#### SUPPLIED RECORDS

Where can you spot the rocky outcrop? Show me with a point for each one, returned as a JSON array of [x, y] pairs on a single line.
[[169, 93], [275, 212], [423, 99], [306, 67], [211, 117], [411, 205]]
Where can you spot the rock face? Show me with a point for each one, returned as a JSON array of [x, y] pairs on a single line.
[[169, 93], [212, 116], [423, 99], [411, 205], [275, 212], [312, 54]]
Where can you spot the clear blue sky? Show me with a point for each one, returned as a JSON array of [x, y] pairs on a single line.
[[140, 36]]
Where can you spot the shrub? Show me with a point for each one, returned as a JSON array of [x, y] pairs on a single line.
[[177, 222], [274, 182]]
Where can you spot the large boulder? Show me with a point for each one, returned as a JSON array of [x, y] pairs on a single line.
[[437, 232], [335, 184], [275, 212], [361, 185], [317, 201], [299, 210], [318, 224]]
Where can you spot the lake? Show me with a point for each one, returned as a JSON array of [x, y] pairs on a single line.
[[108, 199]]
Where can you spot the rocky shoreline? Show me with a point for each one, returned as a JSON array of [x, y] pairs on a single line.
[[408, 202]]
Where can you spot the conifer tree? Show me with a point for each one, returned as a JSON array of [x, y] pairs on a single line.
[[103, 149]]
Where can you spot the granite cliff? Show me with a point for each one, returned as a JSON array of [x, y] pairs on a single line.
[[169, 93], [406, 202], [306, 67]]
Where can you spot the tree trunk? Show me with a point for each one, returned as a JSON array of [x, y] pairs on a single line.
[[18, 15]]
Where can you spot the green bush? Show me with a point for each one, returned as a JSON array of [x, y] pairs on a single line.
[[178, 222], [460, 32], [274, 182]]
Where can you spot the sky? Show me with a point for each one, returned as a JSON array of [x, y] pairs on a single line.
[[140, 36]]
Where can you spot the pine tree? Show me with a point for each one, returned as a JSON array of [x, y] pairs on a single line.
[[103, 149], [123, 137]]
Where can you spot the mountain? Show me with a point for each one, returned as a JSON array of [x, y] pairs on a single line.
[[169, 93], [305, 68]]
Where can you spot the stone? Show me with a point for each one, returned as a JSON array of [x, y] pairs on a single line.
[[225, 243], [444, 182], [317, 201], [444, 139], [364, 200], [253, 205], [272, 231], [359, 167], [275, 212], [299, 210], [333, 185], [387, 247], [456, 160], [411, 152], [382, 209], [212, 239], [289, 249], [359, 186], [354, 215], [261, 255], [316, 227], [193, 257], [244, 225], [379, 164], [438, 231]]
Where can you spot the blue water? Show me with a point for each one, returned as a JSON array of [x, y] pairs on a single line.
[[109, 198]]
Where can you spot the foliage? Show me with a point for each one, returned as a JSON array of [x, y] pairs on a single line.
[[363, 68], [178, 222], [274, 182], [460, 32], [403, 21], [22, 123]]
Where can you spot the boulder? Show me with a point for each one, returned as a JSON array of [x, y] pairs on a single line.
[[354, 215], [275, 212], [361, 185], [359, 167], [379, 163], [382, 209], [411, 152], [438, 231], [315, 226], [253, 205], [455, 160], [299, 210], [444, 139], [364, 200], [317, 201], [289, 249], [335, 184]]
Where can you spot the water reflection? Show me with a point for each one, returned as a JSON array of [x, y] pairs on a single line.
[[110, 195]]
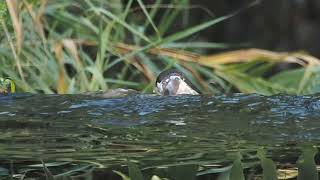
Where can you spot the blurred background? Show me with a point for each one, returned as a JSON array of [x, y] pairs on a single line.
[[281, 25], [69, 47]]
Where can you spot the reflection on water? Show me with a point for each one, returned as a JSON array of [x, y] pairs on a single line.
[[152, 129]]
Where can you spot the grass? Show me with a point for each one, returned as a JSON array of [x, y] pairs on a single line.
[[69, 47], [263, 167]]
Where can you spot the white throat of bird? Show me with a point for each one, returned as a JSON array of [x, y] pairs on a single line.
[[174, 85]]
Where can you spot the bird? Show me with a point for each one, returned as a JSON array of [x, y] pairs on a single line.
[[172, 82]]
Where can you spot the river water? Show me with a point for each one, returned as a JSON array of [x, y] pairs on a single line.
[[154, 130]]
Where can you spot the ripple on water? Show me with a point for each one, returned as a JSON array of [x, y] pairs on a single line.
[[80, 126]]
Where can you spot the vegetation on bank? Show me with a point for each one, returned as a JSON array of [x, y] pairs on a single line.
[[77, 46]]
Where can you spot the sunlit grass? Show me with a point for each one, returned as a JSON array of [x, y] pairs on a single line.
[[73, 47]]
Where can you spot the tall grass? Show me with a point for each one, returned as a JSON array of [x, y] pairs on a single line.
[[75, 46]]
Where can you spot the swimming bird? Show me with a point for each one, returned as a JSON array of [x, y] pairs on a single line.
[[172, 82]]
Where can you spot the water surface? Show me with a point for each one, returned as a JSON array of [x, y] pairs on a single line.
[[151, 129]]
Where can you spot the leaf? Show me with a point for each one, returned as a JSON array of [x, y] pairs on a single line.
[[306, 165], [268, 167], [17, 24], [185, 172], [123, 176], [48, 174], [134, 171], [248, 84], [236, 172]]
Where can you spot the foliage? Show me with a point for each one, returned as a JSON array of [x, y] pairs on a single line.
[[238, 169], [74, 46]]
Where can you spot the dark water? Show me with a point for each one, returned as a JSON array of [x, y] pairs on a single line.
[[153, 130]]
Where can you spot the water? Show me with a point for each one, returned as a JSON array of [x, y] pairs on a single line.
[[154, 130]]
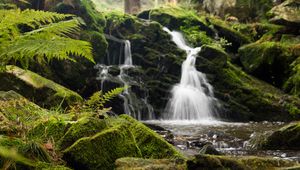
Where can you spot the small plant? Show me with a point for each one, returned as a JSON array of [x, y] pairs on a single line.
[[96, 102]]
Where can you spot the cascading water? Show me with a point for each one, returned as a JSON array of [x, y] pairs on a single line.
[[137, 107], [193, 97]]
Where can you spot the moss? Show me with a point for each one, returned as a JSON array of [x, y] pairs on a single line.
[[150, 143], [49, 166], [138, 163], [288, 137], [236, 38], [101, 150], [51, 129], [85, 127], [268, 60], [98, 41], [16, 108], [37, 88]]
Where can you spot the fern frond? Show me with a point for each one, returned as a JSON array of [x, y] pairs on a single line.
[[44, 46], [113, 93], [48, 39], [63, 28]]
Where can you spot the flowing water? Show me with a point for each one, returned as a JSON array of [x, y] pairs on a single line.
[[193, 97], [133, 105], [228, 138]]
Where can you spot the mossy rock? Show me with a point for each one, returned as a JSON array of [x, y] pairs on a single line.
[[84, 127], [288, 137], [16, 110], [49, 129], [287, 13], [175, 17], [241, 163], [101, 150], [37, 88], [244, 97], [150, 164], [226, 31], [150, 143], [270, 61]]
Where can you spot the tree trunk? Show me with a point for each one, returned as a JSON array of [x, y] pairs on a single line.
[[132, 6]]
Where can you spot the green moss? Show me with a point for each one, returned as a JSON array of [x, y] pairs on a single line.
[[38, 88], [101, 150], [85, 127], [269, 61], [16, 108], [51, 129], [150, 143]]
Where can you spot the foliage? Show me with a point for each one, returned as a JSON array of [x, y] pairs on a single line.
[[38, 35], [98, 99]]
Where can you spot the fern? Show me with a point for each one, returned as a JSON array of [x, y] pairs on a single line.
[[48, 37]]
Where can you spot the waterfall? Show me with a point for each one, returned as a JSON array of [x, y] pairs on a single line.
[[193, 97], [137, 107]]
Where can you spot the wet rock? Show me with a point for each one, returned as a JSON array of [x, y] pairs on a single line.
[[150, 164], [288, 137], [269, 61], [209, 149], [286, 13], [242, 163]]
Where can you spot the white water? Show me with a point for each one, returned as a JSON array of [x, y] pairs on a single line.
[[192, 98], [133, 106]]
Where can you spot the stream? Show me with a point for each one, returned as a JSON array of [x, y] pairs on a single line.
[[227, 137]]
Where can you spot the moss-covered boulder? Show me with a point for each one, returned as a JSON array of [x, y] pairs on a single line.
[[16, 110], [37, 88], [288, 137], [270, 61], [241, 163], [150, 143], [150, 164], [287, 13], [101, 150], [49, 129], [84, 127], [98, 147]]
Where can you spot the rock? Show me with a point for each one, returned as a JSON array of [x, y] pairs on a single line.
[[149, 164], [37, 88], [101, 150], [209, 149], [91, 143], [15, 111], [242, 163], [51, 129], [287, 13], [217, 56], [269, 61], [84, 127], [287, 138]]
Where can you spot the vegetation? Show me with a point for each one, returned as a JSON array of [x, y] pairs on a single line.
[[58, 112], [40, 36]]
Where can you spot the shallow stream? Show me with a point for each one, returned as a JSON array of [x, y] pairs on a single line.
[[227, 137]]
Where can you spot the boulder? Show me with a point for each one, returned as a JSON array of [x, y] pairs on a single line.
[[37, 88], [286, 13], [288, 138], [150, 164], [242, 163], [269, 61]]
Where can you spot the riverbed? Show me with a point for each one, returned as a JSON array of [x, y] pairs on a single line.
[[229, 138]]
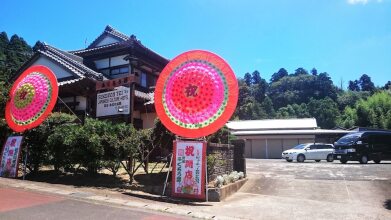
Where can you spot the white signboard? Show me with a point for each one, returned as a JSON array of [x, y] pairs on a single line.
[[9, 160], [189, 169], [113, 103]]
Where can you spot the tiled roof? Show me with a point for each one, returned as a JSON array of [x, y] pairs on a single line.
[[126, 41], [109, 31], [69, 61]]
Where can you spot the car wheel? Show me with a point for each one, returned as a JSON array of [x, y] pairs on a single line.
[[364, 159], [300, 158], [330, 158], [343, 160]]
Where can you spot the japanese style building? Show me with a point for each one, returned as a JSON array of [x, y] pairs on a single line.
[[114, 77]]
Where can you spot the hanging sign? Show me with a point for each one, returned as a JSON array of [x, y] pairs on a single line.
[[188, 175], [9, 161], [113, 103], [112, 83]]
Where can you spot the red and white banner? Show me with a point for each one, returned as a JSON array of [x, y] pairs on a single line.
[[9, 160], [188, 175]]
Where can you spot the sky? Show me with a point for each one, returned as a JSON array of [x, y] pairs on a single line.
[[345, 38]]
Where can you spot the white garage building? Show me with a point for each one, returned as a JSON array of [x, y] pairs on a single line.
[[267, 139]]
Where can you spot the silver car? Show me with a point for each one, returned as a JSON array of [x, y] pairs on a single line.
[[309, 151]]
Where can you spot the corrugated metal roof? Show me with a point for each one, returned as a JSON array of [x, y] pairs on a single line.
[[290, 132], [273, 124]]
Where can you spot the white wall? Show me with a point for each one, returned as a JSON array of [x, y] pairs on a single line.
[[58, 70], [107, 40], [268, 147], [82, 102], [148, 119], [118, 60]]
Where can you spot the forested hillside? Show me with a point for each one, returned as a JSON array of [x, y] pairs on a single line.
[[304, 94], [301, 94], [14, 52]]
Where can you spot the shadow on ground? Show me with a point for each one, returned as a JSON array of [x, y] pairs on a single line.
[[181, 201], [142, 182], [387, 204], [81, 179]]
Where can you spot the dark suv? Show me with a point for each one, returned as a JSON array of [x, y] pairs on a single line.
[[363, 146]]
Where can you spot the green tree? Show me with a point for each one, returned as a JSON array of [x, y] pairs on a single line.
[[375, 111], [387, 86], [300, 71], [258, 90], [248, 79], [366, 83], [348, 118], [281, 73], [256, 77], [349, 98], [293, 111], [300, 89], [251, 110], [325, 111], [314, 72], [18, 52], [354, 85]]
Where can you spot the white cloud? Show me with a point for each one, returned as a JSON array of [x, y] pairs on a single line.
[[363, 2]]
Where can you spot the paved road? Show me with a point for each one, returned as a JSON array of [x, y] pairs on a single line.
[[280, 190], [276, 189], [21, 204]]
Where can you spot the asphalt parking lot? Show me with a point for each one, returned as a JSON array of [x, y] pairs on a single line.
[[278, 189]]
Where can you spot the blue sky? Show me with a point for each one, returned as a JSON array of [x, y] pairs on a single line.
[[345, 38]]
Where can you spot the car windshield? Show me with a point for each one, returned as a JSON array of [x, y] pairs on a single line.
[[349, 139], [300, 146]]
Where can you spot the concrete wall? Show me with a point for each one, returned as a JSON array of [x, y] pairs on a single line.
[[271, 147]]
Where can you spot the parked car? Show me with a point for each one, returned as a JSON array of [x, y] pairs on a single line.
[[309, 151], [364, 146]]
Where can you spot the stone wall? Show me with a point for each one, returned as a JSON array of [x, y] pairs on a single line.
[[225, 159]]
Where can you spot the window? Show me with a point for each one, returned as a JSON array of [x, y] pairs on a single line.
[[143, 80], [119, 70]]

########

(ACTIVITY):
Each line from the one containing "Where can you spot the window?" through the end of the material should be restated word for word; leave out every line before it.

(TASK OUTPUT):
Where can you spot the window? Show me with a point for each one, returned as a JSON array of [x, y] pairs on a single line.
[[143, 80], [119, 70]]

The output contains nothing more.